- _Records provided_:
---*---

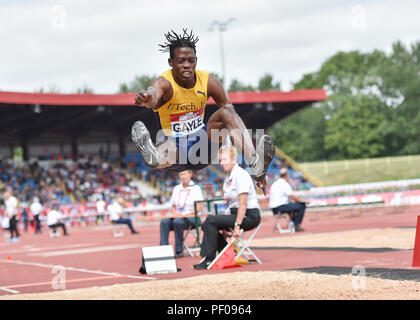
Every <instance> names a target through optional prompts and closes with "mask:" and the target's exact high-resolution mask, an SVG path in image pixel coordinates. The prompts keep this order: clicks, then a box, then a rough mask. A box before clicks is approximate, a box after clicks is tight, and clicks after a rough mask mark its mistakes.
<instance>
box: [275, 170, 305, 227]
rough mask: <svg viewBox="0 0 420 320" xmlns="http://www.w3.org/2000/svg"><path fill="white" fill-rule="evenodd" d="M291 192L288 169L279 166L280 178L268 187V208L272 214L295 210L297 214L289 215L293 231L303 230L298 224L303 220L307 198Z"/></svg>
mask: <svg viewBox="0 0 420 320" xmlns="http://www.w3.org/2000/svg"><path fill="white" fill-rule="evenodd" d="M292 192H293V190H292V187H291V185H290V178H289V171H288V169H287V168H281V169H280V179H278V180H276V181H275V182H274V183H273V184H272V186H271V189H270V208H271V210H272V211H273V214H279V213H292V212H297V215H292V216H291V217H292V221H293V223H294V225H295V231H298V232H299V231H305V229H303V228H302V227H301V226H300V225H301V224H302V221H303V216H304V214H305V209H306V203H307V202H308V200H306V199H303V198H299V197H298V196H296V195H294V194H293V193H292ZM290 200H292V201H290Z"/></svg>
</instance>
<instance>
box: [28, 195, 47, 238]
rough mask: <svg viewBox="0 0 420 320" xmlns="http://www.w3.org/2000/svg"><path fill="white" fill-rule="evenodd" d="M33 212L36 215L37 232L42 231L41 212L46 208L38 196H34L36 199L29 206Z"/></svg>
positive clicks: (36, 225)
mask: <svg viewBox="0 0 420 320" xmlns="http://www.w3.org/2000/svg"><path fill="white" fill-rule="evenodd" d="M29 209H30V210H31V212H32V215H33V216H34V221H35V233H42V230H41V219H40V216H39V215H40V214H41V213H42V210H43V209H44V208H43V207H42V204H41V202H40V201H39V198H38V197H34V200H33V202H32V204H31V206H30V208H29Z"/></svg>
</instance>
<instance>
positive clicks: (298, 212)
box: [271, 202, 306, 226]
mask: <svg viewBox="0 0 420 320" xmlns="http://www.w3.org/2000/svg"><path fill="white" fill-rule="evenodd" d="M305 209H306V204H305V203H304V202H291V203H287V204H283V205H281V206H278V207H277V208H272V209H271V210H273V214H279V213H291V212H297V213H298V214H297V216H294V217H292V221H293V223H294V224H295V226H299V225H300V224H301V223H302V221H303V216H304V215H305Z"/></svg>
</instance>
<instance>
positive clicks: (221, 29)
mask: <svg viewBox="0 0 420 320" xmlns="http://www.w3.org/2000/svg"><path fill="white" fill-rule="evenodd" d="M233 20H235V19H234V18H229V19H228V20H227V21H225V22H219V21H217V20H214V21H213V22H212V23H211V24H210V26H209V28H208V29H209V31H213V30H214V27H217V28H218V30H219V42H220V58H221V61H222V77H223V78H222V80H223V85H226V70H225V53H224V44H223V32H225V31H226V29H227V26H228V24H229V23H231V22H232V21H233Z"/></svg>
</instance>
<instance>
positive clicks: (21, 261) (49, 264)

---*---

- _Task goal_:
Reproduce all of the material above line for line, leaving out the picture.

- _Answer_:
Every <instance> names a target through optional prompts and closes with "mask:" and the target's exact high-resolution mask, an SVG path in image pixel coordinates. The prompts keep this order: clicks, then a box, then a rough mask. A box before clicks is approximate, a box after clicks is tight, and clicks after a rough mask mark its mistakes.
<instance>
box: [275, 170, 305, 227]
rough mask: <svg viewBox="0 0 420 320" xmlns="http://www.w3.org/2000/svg"><path fill="white" fill-rule="evenodd" d="M291 192L288 169L279 166L280 178L268 187V208L272 214L295 210L297 214L289 215L293 231L303 230L298 224L303 220L307 198Z"/></svg>
mask: <svg viewBox="0 0 420 320" xmlns="http://www.w3.org/2000/svg"><path fill="white" fill-rule="evenodd" d="M292 192H293V190H292V187H291V185H290V178H289V171H288V169H287V168H281V169H280V179H278V180H276V181H275V182H274V183H273V184H272V186H271V189H270V208H271V210H272V211H273V214H279V213H292V212H297V215H292V216H291V217H292V221H293V223H294V225H295V231H298V232H299V231H305V229H303V228H302V227H301V226H300V225H301V224H302V221H303V216H304V214H305V209H306V203H307V202H308V200H306V199H303V198H299V197H298V196H296V195H294V194H293V193H292ZM290 200H292V201H290Z"/></svg>
</instance>
<instance>
box: [28, 195, 47, 238]
rough mask: <svg viewBox="0 0 420 320" xmlns="http://www.w3.org/2000/svg"><path fill="white" fill-rule="evenodd" d="M33 212L36 215L37 232L42 231L41 212L46 208L38 196H34L36 199L29 206Z"/></svg>
positive clicks: (36, 225)
mask: <svg viewBox="0 0 420 320" xmlns="http://www.w3.org/2000/svg"><path fill="white" fill-rule="evenodd" d="M29 209H30V210H31V212H32V215H33V216H34V221H35V233H42V230H41V219H40V216H39V215H40V214H41V213H42V210H43V209H44V208H43V207H42V204H41V202H40V201H39V198H38V197H34V200H33V202H32V204H31V206H30V208H29Z"/></svg>
</instance>
<instance>
positive clicks: (298, 212)
box: [271, 202, 306, 226]
mask: <svg viewBox="0 0 420 320" xmlns="http://www.w3.org/2000/svg"><path fill="white" fill-rule="evenodd" d="M305 209H306V204H305V203H304V202H291V203H287V204H283V205H281V206H278V207H277V208H272V209H271V210H273V214H279V213H291V212H297V213H298V214H297V216H294V217H292V221H293V223H294V224H295V226H299V225H300V224H301V223H302V221H303V216H304V215H305Z"/></svg>
</instance>
<instance>
positive clicks: (221, 29)
mask: <svg viewBox="0 0 420 320" xmlns="http://www.w3.org/2000/svg"><path fill="white" fill-rule="evenodd" d="M233 20H235V19H234V18H229V19H228V20H227V21H225V22H219V21H217V20H214V21H213V22H212V23H211V24H210V26H209V28H208V29H209V31H213V30H214V27H217V28H218V30H219V42H220V58H221V61H222V77H223V78H222V80H223V85H226V70H225V53H224V44H223V32H225V31H226V29H227V26H228V24H229V23H231V22H232V21H233Z"/></svg>
</instance>
<instance>
positive clicks: (21, 261) (49, 264)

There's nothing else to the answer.